--- Entries supplied ---

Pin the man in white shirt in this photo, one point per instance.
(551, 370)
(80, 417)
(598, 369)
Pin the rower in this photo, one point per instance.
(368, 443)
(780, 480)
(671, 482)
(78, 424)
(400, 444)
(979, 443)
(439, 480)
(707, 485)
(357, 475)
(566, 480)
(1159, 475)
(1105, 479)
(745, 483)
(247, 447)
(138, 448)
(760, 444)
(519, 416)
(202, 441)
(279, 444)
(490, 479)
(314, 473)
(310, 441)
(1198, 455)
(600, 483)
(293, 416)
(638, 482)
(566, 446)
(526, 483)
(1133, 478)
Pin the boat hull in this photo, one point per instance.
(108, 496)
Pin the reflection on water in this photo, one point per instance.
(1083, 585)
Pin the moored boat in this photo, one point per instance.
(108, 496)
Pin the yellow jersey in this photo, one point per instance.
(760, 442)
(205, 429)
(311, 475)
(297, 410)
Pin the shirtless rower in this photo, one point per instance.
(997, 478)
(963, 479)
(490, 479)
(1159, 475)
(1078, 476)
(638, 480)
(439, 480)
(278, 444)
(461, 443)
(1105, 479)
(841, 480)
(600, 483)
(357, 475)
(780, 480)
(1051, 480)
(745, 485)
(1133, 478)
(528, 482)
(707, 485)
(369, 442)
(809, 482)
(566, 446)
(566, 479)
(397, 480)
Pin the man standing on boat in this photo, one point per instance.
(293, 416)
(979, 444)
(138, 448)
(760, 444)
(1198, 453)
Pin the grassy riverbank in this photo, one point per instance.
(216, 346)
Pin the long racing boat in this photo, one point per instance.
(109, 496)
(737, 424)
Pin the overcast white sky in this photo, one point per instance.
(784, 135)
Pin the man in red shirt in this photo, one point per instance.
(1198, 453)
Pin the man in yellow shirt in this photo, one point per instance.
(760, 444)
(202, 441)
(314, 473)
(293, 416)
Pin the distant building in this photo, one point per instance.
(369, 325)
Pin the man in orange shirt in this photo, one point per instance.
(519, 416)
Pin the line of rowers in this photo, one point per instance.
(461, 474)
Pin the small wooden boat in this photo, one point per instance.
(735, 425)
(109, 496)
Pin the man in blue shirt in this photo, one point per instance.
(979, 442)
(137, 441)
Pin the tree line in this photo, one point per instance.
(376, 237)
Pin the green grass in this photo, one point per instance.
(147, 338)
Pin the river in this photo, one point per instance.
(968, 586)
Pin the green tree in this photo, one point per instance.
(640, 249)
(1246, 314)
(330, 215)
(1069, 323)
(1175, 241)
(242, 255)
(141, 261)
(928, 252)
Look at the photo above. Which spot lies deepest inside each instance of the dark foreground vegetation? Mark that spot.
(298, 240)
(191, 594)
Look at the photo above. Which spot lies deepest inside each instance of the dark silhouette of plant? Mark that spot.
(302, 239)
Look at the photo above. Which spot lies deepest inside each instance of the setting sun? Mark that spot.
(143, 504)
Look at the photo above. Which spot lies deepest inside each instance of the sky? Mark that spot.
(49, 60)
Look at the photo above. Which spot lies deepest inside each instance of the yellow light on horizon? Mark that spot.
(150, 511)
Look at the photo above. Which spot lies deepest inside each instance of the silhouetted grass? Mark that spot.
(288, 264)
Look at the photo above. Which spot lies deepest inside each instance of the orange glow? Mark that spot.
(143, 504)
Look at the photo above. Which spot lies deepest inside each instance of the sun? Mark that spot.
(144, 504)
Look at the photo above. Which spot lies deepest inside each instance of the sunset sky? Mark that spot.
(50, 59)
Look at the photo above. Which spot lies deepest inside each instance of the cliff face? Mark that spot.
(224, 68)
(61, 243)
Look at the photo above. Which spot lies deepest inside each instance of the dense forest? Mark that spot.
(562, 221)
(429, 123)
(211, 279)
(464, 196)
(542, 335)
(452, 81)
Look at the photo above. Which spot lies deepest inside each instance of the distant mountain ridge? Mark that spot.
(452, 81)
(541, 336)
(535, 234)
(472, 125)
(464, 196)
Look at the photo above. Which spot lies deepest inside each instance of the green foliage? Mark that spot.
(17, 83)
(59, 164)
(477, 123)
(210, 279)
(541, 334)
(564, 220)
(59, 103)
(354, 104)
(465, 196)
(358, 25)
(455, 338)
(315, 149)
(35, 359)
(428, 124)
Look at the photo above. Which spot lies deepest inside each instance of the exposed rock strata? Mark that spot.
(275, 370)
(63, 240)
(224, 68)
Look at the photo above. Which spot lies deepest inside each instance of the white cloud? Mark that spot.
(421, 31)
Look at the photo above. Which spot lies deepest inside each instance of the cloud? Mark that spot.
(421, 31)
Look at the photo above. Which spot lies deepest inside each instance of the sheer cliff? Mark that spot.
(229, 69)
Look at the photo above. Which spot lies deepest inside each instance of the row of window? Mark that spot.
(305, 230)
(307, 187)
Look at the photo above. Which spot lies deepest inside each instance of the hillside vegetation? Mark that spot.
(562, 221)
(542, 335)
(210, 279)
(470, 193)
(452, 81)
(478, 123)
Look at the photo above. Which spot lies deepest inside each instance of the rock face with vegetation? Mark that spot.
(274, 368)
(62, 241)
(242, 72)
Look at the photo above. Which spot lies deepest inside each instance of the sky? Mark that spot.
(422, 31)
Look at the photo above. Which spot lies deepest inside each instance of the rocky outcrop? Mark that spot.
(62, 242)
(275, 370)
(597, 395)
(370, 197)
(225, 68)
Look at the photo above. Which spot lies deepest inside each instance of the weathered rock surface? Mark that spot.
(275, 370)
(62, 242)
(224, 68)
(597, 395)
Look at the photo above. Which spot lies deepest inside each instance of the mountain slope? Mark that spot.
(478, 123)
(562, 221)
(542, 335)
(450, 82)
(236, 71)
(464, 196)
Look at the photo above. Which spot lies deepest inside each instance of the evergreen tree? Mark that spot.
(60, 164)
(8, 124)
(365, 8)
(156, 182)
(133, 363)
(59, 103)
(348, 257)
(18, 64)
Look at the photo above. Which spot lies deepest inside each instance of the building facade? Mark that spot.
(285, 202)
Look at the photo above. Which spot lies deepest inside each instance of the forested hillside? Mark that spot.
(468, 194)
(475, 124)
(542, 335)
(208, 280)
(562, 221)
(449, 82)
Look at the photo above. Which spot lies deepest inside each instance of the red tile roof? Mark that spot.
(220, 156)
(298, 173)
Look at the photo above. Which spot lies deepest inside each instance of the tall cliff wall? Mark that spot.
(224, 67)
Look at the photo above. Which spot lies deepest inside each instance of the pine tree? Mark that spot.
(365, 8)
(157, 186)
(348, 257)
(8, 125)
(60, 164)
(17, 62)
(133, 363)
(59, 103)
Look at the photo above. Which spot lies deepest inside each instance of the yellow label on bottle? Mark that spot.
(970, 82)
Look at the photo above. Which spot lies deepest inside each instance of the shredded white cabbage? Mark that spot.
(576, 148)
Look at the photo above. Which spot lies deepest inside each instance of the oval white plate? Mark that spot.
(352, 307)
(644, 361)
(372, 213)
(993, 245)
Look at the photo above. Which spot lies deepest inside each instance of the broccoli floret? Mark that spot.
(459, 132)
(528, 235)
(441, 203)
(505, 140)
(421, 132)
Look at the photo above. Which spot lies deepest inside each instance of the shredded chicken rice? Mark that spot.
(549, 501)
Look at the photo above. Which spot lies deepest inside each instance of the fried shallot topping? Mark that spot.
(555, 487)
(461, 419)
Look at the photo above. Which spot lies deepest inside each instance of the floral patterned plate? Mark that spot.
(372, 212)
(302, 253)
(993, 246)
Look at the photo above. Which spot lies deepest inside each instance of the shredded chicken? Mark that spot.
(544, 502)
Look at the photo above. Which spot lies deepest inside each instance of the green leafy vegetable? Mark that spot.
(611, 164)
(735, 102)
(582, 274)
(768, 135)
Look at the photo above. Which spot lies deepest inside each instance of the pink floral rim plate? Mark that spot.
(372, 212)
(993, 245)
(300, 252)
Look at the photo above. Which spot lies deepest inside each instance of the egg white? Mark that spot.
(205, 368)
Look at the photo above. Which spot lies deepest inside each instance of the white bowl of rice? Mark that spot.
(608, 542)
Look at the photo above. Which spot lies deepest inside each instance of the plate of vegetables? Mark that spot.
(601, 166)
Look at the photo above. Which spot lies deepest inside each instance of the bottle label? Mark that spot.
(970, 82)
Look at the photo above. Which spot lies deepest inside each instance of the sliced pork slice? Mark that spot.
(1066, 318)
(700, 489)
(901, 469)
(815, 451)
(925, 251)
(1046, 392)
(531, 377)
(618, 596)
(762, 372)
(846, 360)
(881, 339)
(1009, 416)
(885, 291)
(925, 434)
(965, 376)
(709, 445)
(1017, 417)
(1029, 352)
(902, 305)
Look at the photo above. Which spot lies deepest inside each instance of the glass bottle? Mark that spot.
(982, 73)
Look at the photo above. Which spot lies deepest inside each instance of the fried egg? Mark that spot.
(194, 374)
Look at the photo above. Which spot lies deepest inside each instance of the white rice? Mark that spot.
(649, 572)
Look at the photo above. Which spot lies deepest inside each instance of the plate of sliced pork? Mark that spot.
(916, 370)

---

* [Problem details]
Starting with the line that contains "slice? Mark that spot.", output every line through the end of the listing above, unchanged.

* [Complete response]
Look at the photo above. Which spot lies deepest inside each instance of the sliced pork slice? Mark that spot.
(1066, 318)
(700, 489)
(901, 469)
(815, 451)
(925, 251)
(1046, 392)
(531, 377)
(618, 596)
(762, 372)
(846, 360)
(881, 339)
(1009, 416)
(885, 291)
(925, 434)
(965, 376)
(709, 445)
(1017, 417)
(1029, 352)
(902, 305)
Look at the photo above. Which spot lies deepest inside each instance of the glass bottle? Mark that spot.
(982, 73)
Look at the photo above. Which spot lies deepest inside each instance of the fried egg? Mark that spot.
(194, 374)
Look at the photo above. Which spot lies deepest inside each instance of the white rice? Mark that spot.
(649, 572)
Look at the photo above. Which spot lies deepest inside each instance of the plate of sliced pork? Mark that spot.
(916, 370)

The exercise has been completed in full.